_Work order:_
The listing below is to be transcribed exactly.

_Information given:_
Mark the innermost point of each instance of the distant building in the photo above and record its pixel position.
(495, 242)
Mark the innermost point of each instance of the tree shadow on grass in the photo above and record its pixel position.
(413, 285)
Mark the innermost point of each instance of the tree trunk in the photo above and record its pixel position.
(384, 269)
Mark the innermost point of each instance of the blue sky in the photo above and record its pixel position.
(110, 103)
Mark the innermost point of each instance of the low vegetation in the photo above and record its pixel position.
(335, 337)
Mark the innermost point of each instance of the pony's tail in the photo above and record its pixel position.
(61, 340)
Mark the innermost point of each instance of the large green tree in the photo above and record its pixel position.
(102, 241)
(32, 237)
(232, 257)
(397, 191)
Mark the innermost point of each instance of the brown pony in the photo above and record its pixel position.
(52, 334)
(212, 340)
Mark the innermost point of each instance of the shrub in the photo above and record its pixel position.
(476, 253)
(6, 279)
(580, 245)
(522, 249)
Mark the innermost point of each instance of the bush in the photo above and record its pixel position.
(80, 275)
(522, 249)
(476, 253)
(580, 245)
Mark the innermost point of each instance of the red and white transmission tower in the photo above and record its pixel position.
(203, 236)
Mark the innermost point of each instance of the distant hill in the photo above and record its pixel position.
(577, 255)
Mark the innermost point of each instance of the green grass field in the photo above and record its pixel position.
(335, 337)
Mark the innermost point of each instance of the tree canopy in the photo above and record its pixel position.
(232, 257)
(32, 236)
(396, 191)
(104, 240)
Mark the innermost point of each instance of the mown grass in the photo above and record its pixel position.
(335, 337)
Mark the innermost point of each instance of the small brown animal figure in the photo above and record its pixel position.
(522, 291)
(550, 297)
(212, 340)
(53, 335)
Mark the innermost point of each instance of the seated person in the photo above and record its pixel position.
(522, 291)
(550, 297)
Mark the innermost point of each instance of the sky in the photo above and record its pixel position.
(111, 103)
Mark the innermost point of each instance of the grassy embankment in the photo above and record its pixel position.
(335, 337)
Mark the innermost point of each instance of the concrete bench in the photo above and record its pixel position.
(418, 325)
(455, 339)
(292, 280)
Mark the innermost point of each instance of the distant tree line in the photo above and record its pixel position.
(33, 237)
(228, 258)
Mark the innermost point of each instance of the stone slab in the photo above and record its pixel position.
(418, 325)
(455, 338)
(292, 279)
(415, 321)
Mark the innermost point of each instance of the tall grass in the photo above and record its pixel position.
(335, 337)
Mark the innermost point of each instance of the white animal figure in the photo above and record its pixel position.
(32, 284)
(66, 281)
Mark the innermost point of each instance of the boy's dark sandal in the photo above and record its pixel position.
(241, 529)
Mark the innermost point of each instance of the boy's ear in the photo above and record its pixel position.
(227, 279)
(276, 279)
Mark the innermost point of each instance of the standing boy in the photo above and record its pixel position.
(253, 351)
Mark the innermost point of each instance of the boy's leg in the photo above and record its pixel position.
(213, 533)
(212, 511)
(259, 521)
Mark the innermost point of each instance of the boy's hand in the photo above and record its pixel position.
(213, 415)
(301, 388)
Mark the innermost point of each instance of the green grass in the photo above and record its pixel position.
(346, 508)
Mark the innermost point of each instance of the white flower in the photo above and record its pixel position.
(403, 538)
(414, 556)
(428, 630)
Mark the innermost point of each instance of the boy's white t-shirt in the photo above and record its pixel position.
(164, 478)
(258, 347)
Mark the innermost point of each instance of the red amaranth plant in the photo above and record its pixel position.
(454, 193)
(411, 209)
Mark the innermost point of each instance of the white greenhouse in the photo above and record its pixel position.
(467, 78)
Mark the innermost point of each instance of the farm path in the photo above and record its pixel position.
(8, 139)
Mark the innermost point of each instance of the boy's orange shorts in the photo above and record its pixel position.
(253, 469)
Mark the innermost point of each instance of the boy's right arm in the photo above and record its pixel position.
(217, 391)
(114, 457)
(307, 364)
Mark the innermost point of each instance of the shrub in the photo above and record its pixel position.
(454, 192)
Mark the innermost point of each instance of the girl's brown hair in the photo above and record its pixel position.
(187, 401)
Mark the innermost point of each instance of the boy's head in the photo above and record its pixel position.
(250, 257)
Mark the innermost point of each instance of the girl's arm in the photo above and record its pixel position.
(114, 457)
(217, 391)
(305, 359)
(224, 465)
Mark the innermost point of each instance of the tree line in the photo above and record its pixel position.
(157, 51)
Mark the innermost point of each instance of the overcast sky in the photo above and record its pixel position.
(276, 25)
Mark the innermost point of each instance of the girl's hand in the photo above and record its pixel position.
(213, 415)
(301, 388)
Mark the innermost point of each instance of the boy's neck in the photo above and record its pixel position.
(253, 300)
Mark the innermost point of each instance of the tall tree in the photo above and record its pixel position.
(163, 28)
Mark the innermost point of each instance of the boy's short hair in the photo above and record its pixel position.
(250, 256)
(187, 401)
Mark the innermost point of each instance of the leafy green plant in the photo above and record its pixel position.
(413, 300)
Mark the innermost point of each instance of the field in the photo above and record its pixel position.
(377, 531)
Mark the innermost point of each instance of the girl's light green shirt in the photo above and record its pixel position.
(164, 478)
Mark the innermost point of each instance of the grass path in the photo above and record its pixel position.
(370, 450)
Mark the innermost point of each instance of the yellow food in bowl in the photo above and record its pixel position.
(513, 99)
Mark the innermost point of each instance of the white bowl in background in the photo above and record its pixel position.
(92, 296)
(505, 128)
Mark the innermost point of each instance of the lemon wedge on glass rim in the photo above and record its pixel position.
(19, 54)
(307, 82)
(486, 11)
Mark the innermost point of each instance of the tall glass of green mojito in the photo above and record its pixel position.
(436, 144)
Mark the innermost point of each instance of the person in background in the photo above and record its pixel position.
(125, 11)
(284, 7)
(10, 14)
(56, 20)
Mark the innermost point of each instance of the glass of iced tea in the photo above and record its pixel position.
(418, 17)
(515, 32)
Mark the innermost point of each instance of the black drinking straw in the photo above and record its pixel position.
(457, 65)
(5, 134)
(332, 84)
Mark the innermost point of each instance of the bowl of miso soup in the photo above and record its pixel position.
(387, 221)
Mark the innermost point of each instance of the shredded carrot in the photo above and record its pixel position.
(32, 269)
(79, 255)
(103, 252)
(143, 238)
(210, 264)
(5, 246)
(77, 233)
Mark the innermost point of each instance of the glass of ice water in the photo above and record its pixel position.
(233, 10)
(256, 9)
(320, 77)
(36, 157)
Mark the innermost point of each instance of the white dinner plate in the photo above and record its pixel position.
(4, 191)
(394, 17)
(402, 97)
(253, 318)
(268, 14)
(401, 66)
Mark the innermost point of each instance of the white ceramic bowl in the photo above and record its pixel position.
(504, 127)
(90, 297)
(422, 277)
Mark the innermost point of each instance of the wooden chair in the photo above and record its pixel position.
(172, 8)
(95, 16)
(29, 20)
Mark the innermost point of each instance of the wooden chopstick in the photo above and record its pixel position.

_Solution:_
Mark the innermost point of each instance of the distant building in the photo above and record its pixel position.
(495, 242)
Mark the innermost point of each instance of the tree shadow on grass in the photo above and record its pixel position.
(413, 285)
Mark the innermost point of each instance of the tree trunk in the photo above and record its pixel position.
(384, 269)
Mark the innermost point of each instance of the blue sky in the photo above and record its pixel position.
(110, 103)
Mark the innermost point of each instance of the low vegetation in the photo above and record its pixel position.
(335, 337)
Mark the innermost point of each instance of the pony's tail in the photo above and record its pixel position.
(61, 340)
Mark the innermost point of each instance of the large green tree in the photo above and record its pixel position.
(102, 241)
(32, 237)
(232, 257)
(397, 191)
Mark the innermost point of each instance of the brown pony in the photo above and record its pixel position.
(52, 334)
(212, 340)
Mark the innermost point of each instance of the shrub in the photo above and record its pixel position.
(476, 253)
(6, 279)
(580, 245)
(522, 249)
Mark the innermost point of each instance of the bush in the photo above and record its pixel position.
(80, 275)
(522, 249)
(476, 253)
(580, 245)
Mark the innermost point of each instance of the red and white transmission tower in the photo above and record its pixel position.
(203, 236)
Mark the innermost point of each instance of the distant hill in the photo above and record its pixel position.
(577, 255)
Mark the innermost point of each instance of the green grass field in the photo above and record its pixel position.
(335, 337)
Mark the innermost point of each instance of the tree canopy in the photo above and record its pixel position.
(232, 257)
(32, 236)
(396, 191)
(104, 240)
Mark the innermost point of each instance of the mown grass in the photo above and record its pixel position.
(335, 337)
Mark the innermost point of each instance of the small brown animal figure in the photo above and record its pixel position.
(522, 291)
(550, 297)
(212, 340)
(53, 335)
Mark the innermost point of each instance of the seated person in the photo above and record its pixel position.
(522, 291)
(550, 297)
Mark the innermost point of each instance of the sky in the photo above and record its pixel position.
(111, 103)
Mark the innermost point of each instance of the grassy embankment in the photo above and record its pixel position.
(335, 337)
Mark the innermost point of each instance of the concrete bench in the photo above and record its pixel position.
(418, 325)
(455, 339)
(292, 280)
Mark the innermost point of each instance of the distant tree line in the photo above and record its pixel position.
(33, 237)
(228, 258)
Mark the innermost point of each instance of the stone slab in the photo above and record its pixel position.
(418, 325)
(455, 338)
(292, 279)
(415, 321)
Mark the innermost point of each instance of the tall grass in the photo above and record its pixel position.
(335, 337)
Mark the innermost point of each instance of the white animal figure in the photo above and record its pixel position.
(32, 284)
(66, 281)
Mark the innermost point of each instance of the boy's dark sandal in the photo above and record its pixel position.
(241, 529)
Mark the innermost point of each instance of the boy's ear in the photo above and record its pixel position.
(227, 279)
(276, 279)
Mark the innermost point of each instance of the standing boy in the photo above and record its pixel position.
(253, 351)
Mark the innermost point of each instance of the boy's leg in the photo above and record its pixel position.
(213, 533)
(212, 511)
(259, 521)
Mark the innermost point of each instance of the boy's hand in the photo above and record its pixel position.
(213, 415)
(301, 388)
Mark the innermost point of each instance of the green grass in the photo above and record its pixel position.
(346, 508)
Mark the innermost point of each instance of the white flower in the photo above and record its pixel position.
(403, 538)
(414, 556)
(428, 630)
Mark the innermost point of each instance of the boy's white t-shirt in the photo above and record its pixel position.
(164, 478)
(258, 347)
Mark the innermost point of each instance of the red amaranth plant in the photo above and record its pixel position.
(454, 193)
(411, 209)
Mark the innermost point of each instance of the white greenhouse in the photo above and record its pixel position.
(467, 78)
Mark the innermost point of each instance of the farm path in the photo above and record its pixel position.
(8, 139)
Mark the innermost point of each instance of the boy's orange shorts in the photo above and record its pixel position.
(253, 469)
Mark the innermost point of each instance of the boy's right arm in the photo above and record its pixel position.
(217, 391)
(114, 457)
(307, 364)
Mark the innermost point of each instance of the shrub in the photo above and record its pixel position.
(454, 192)
Mark the innermost point of each instance of the girl's brown hair in the photo above and record its pixel position.
(187, 401)
Mark the innermost point of each instance of the boy's head in the photo above and record its pixel position.
(250, 257)
Mark the innermost point of each instance of the girl's arm in the photo above and record its pixel position.
(114, 457)
(217, 391)
(305, 359)
(224, 465)
Mark the innermost point of each instance of the tree line in the photo above and record its pixel position.
(157, 51)
Mark the innermost point of each instance of the overcast sky in the photo above and record its pixel position.
(276, 25)
Mark the innermost point of each instance of the girl's hand in the photo above and record its pixel position.
(213, 415)
(301, 388)
Mark the innermost point of each instance of the boy's neck in the photo above and record its pixel position.
(253, 300)
Mark the innermost point of each instance of the tall tree in the photo above and record its pixel position.
(163, 28)
Mark the innermost point of each instance of the boy's short hair in the photo above and record its pixel position.
(250, 256)
(187, 401)
Mark the innermost point of each instance of the leafy green plant in the photo above and record its pixel position.
(413, 300)
Mark the innermost point of each instance of the field in the photo above and record its pixel position.
(377, 531)
Mark the innermost point of each instance of the girl's light green shirt in the photo above and record its pixel position.
(164, 478)
Mark the innermost point of each instance of the grass path in the photo above and record its pixel position.
(370, 450)
Mark the innermost point of each instance of the yellow food in bowl in the photo above and record its pixel position.
(513, 99)
Mark the innermost point of each instance of the white bowl in background in the photo above and record its pixel position.
(92, 296)
(505, 128)
Mark the innermost point of each instance of the lemon wedge on glass rim in the photo above and record its pixel position.
(19, 54)
(307, 82)
(486, 11)
Mark the innermost point of each instance of the tall glass of green mojito in the photo above and record its pixel position.
(436, 144)
Mark the innermost point of each instance of the person in background in the photo above and record its pixel position.
(125, 11)
(284, 7)
(10, 14)
(56, 20)
Mark the innermost point of each instance of the glass of iced tea in the photo above and record its pixel position.
(418, 17)
(515, 32)
Mark the innermost point of each instance of the black drinking straw in the photo above and record its pixel position.
(457, 65)
(5, 134)
(332, 84)
Mark the innermost point of each instance of the bowl of miso soup in the photo above and record its pixel position.
(387, 221)
Mark the innermost point of each instance of the shredded carrot in the photo above and record its pixel position.
(32, 269)
(79, 255)
(103, 252)
(143, 238)
(210, 264)
(5, 246)
(77, 233)
Mark the innermost point of each instance of the glass of ice water in the photo above and record its pixel position.
(233, 10)
(256, 9)
(320, 77)
(36, 157)
Mark the innermost point of each instance of the white dinner plate in the photo above and record its pixel position.
(4, 191)
(394, 17)
(402, 97)
(253, 318)
(268, 14)
(401, 66)
Mark the innermost point of each instance of the white ceramic bowl in the photo above and record its pixel position.
(504, 127)
(90, 297)
(422, 277)
Mark the innermost point of each instance of the wooden chair in the photo above and record its pixel position.
(172, 8)
(95, 16)
(29, 20)
Mark the innermost point of each instance of the wooden chopstick in the photo above and record its pixel position.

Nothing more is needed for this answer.